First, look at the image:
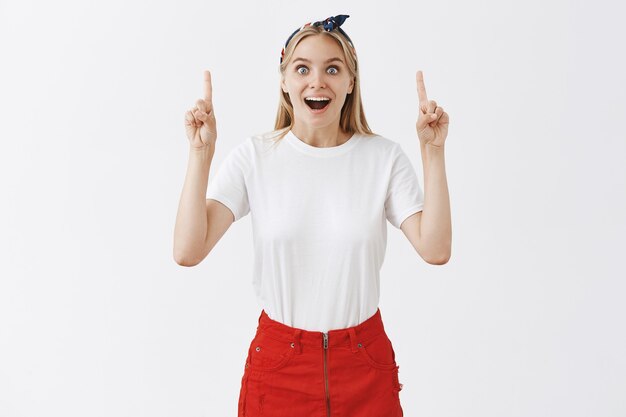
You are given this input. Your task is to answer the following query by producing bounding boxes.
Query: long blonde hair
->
[263,25,375,141]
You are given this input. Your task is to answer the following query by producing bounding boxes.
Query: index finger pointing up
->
[416,71,428,105]
[204,71,213,102]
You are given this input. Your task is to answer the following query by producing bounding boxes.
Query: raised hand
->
[415,71,450,147]
[185,71,217,150]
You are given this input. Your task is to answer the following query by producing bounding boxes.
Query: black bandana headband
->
[280,14,354,64]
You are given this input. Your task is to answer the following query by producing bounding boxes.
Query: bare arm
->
[174,148,234,266]
[174,71,234,266]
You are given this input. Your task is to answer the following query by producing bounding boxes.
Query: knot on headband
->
[320,14,350,32]
[280,14,354,64]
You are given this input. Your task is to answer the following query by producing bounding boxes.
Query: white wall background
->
[0,0,626,417]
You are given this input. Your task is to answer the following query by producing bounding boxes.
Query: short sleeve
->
[206,140,252,221]
[385,143,424,229]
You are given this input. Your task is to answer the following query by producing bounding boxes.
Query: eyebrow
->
[291,57,343,64]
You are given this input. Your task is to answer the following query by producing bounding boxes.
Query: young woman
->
[174,15,452,417]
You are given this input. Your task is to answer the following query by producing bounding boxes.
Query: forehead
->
[292,35,345,62]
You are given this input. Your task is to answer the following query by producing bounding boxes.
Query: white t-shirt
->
[207,131,424,332]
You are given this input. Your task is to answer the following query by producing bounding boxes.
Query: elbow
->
[425,252,450,265]
[422,248,451,265]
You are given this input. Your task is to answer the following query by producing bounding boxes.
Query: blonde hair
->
[262,25,375,141]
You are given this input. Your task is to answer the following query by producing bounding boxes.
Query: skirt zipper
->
[322,332,330,417]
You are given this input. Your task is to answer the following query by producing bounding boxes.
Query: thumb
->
[417,113,437,130]
[194,111,211,123]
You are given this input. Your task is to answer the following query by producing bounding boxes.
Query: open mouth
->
[304,97,330,110]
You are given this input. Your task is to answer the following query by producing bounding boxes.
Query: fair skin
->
[281,35,354,148]
[174,41,452,266]
[400,71,452,265]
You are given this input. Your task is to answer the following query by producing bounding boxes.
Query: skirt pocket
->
[356,332,397,371]
[246,330,295,372]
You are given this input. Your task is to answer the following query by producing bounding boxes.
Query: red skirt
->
[237,309,403,417]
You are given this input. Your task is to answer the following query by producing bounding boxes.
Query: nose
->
[309,71,326,88]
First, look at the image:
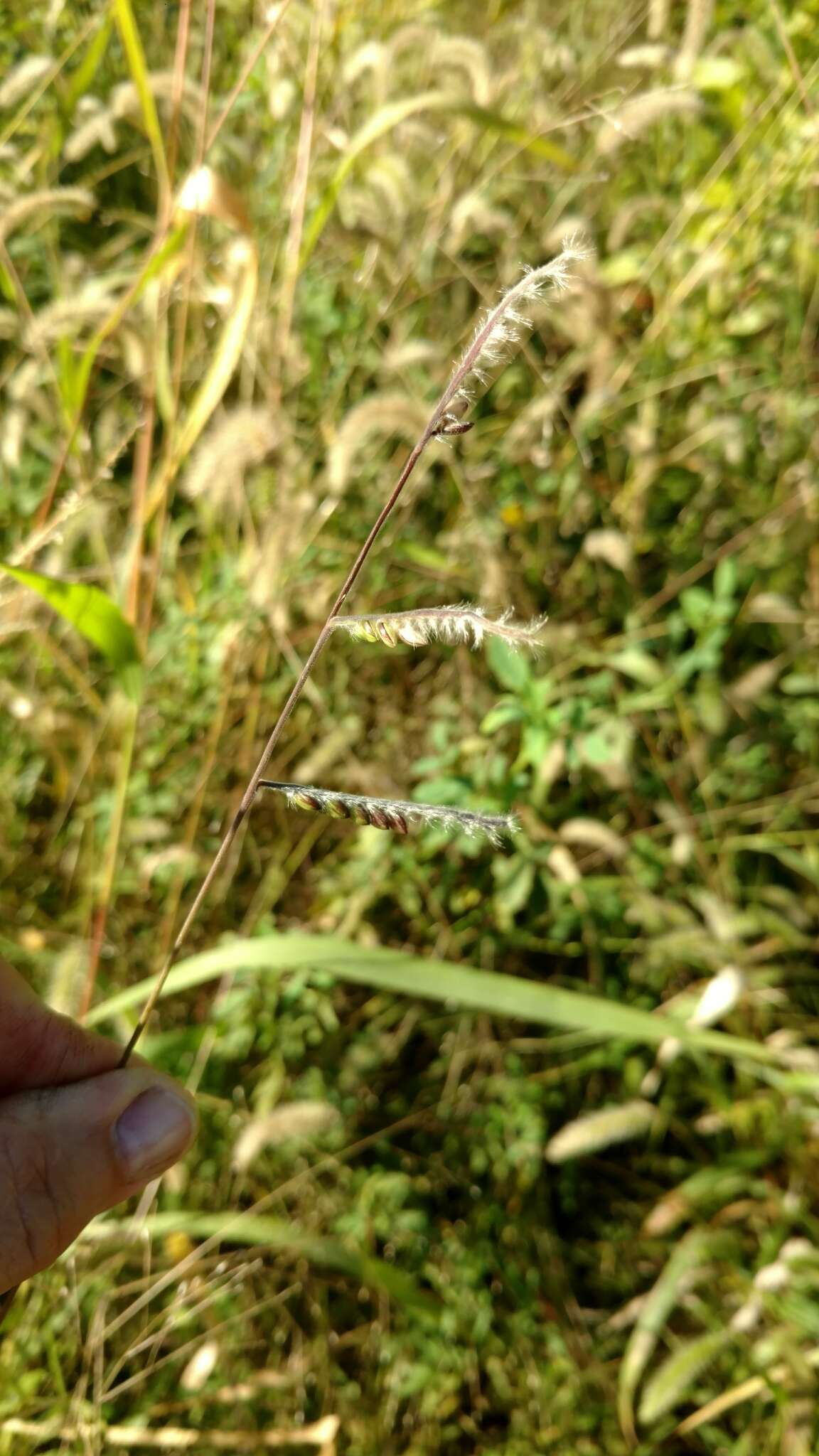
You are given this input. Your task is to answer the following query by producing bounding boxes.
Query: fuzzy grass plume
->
[121,237,589,1066]
[258,779,518,846]
[332,603,548,651]
[430,236,590,435]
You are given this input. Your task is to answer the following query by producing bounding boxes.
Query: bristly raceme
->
[333,601,548,653]
[121,237,589,1066]
[258,779,518,846]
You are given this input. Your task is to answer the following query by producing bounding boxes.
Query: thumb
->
[0,1067,197,1293]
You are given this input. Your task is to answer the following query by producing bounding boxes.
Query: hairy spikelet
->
[63,96,117,161]
[616,43,669,71]
[182,405,279,510]
[111,71,205,121]
[544,1099,657,1163]
[0,55,54,109]
[332,603,547,649]
[328,395,427,495]
[430,237,590,434]
[0,186,95,242]
[341,41,385,86]
[646,0,672,41]
[432,31,493,107]
[673,0,714,82]
[233,1099,341,1172]
[589,86,701,157]
[446,191,511,253]
[259,779,518,846]
[23,278,115,354]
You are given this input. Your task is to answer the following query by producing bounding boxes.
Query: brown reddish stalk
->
[119,242,586,1067]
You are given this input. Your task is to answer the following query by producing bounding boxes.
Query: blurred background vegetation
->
[0,0,819,1456]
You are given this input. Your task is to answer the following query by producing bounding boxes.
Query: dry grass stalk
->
[332,603,547,651]
[121,237,587,1066]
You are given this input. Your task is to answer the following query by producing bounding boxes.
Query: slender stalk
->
[119,242,586,1067]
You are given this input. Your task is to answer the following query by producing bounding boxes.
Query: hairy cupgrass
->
[114,237,589,1066]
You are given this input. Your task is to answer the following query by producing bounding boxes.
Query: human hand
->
[0,961,197,1295]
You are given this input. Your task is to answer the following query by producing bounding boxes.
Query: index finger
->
[0,960,122,1095]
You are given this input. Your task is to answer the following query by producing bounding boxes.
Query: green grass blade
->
[87,932,778,1063]
[0,562,140,697]
[114,0,171,192]
[96,1209,439,1310]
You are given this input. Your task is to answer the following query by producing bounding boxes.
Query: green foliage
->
[0,0,819,1456]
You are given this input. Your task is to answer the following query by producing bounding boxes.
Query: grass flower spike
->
[259,779,518,846]
[333,603,547,651]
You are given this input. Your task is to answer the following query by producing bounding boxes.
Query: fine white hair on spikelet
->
[673,0,714,82]
[589,86,702,157]
[427,236,592,438]
[258,779,518,847]
[0,55,54,111]
[332,601,547,651]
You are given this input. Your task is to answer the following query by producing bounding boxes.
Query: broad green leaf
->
[481,700,523,737]
[618,1229,736,1434]
[173,237,259,463]
[64,14,112,117]
[606,646,666,687]
[86,932,780,1064]
[93,1209,437,1309]
[114,0,169,188]
[487,638,532,693]
[638,1329,733,1425]
[0,562,140,697]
*****
> What you are asked to do
Copy all of the data above verbatim, line for line, but omit the pictures.

> Full answer
First, look at the image:
You are given this input. Your task is to answer the following query by producing bounding boxes.
Query: long blonde hair
->
[263,25,375,141]
You are given this input. Your task is to answer the following query by producing bounding boxes.
Query: index finger pointing up
->
[416,71,428,105]
[204,71,213,102]
You are given this input. Your task is to answer the following query by producing bounding boxes.
Query: raised hand
->
[415,71,450,147]
[185,71,217,150]
You are given this input. Your task is to answer the following query by producing bounding boxes.
Query: black bandana headband
->
[280,14,354,64]
You are given this input. Your task is to answer the following query by producing bounding boxes.
Query: bare arm
->
[174,148,234,266]
[174,71,234,266]
You are given this input. Your task is to answer the following query by producing bounding boxes.
Query: knot on headband
->
[320,14,350,32]
[280,14,354,64]
You are given this input. Your task is to answer the following query by producing bounding boxes.
Query: white wall background
->
[0,0,626,417]
You are given this input. Your task is to answer the following query by producing bounding boxes.
Query: short sleeve
->
[206,140,252,221]
[385,143,424,229]
You are given this input. Your task is to answer the following query by producing bounding boxes.
Query: eyebrow
->
[291,57,343,64]
You are given this input. Your task is to answer the following query by producing bounding boxes.
Query: young woman
->
[174,15,452,417]
You are given this input. Your task is to answer the following query by producing bounding boxes.
Query: forehead
->
[292,35,345,62]
You are given this input. Your task is to answer the following query by producing bounding boxes.
Query: white t-shirt
->
[207,131,424,332]
You are given this input. Your task is to answer the following query by producing bounding boxes.
Query: elbow
->
[425,252,450,265]
[422,248,451,265]
You are given this input. Your task is to answer the following query by producing bounding boxes.
Query: blonde hair
->
[262,25,375,141]
You are given this input. Your task is to answer the following query by producing bounding boxes.
Query: skirt zipper
->
[322,332,330,417]
You are given this input. Your task is to answer the following query by producing bounding boxes.
Query: thumb
->
[417,113,437,130]
[194,111,211,123]
You are given this input. Your task is to answer the following query by producing bounding boxes.
Query: open mouth
->
[304,97,330,110]
You are given this input. Your task is to answer the following query by producing bounding boxes.
Query: fair skin
->
[281,35,354,148]
[174,41,452,266]
[400,71,452,265]
You are given this input. Your task is to answer the following query by producing bounding boxes.
Query: skirt pocket
->
[356,332,397,371]
[246,330,295,372]
You are given this input. Your task is to answer the following query by producing bounding boxes.
Query: red skirt
->
[237,309,403,417]
You are given this input. Your task is to answer the following query by producing bounding boxes.
Query: nose
->
[309,71,326,88]
First, look at the image:
You are given this input. Your task is to answer the following query by producing bounding boxes.
Query: fuzzy grass plume
->
[121,237,589,1066]
[258,779,518,846]
[332,603,548,651]
[430,236,590,435]
You are given this input. Your task is to answer the following query by producing bounding boxes.
Query: bristly raceme
->
[333,601,548,653]
[121,237,589,1066]
[258,779,518,846]
You are given this input. Your task is to answer the following query by producing bounding boxes.
Query: thumb
->
[0,1067,197,1293]
You are given this input. Your task is to answer the following query by producing bounding boxes.
Query: hairy spikelet
->
[63,96,117,161]
[616,43,669,71]
[182,405,279,510]
[111,71,205,121]
[544,1099,657,1163]
[0,55,54,109]
[332,603,547,649]
[328,395,427,495]
[430,237,590,434]
[0,186,95,242]
[341,41,385,86]
[646,0,672,41]
[432,31,493,107]
[673,0,714,82]
[233,1099,341,1172]
[589,86,701,157]
[446,191,511,253]
[259,779,518,846]
[23,278,115,354]
You are given this input. Your task is to answer the following query by producing bounding boxes.
Query: brown reddish stalk
->
[119,242,586,1067]
You are given this input. Your task is to answer the following query by producing bounding boxes.
Query: blurred background vegetation
->
[0,0,819,1456]
You are given this input. Your task is to answer the following query by producing bounding boxes.
Query: dry grass stalk
->
[332,603,547,651]
[121,237,587,1066]
You are given this input. Your task is to answer the following query by producing bounding boxes.
Query: slender stalk
->
[119,242,586,1067]
You are given this input. Your task is to answer the following query by producing bounding boxes.
Query: hairy cupgrass
->
[114,237,589,1066]
You are given this input. Your task is to answer the following query by producing bounding boxes.
Query: human hand
->
[0,961,197,1295]
You are given this input. Your task is to answer the following query by producing bounding boxes.
Query: index finger
->
[0,960,122,1095]
You are given this input. Your task is to answer the following query by producing bounding boxes.
Query: green grass blade
->
[87,932,778,1063]
[0,562,140,697]
[114,0,171,192]
[96,1209,439,1310]
You are given this input. Your task is to answer the following query by producing bounding boxes.
Query: green foliage
->
[0,0,819,1456]
You are given this input. Your task is to answer the following query by producing bounding boxes.
Query: grass flower spike
->
[259,779,518,846]
[333,603,547,651]
You are given this input. Your task is to answer the following query by producing bounding boxes.
Query: fine white hair on spikelet
->
[673,0,714,82]
[589,86,702,157]
[427,236,592,438]
[258,779,518,847]
[0,55,54,111]
[332,601,547,651]
You are given this input. Your task is to answer the following query by producing bounding boxes.
Query: broad green leaf
->
[481,700,523,737]
[618,1229,736,1434]
[173,237,259,463]
[64,14,112,117]
[606,646,666,687]
[86,932,780,1064]
[93,1209,437,1309]
[114,0,169,188]
[487,638,532,693]
[638,1329,733,1425]
[0,562,140,697]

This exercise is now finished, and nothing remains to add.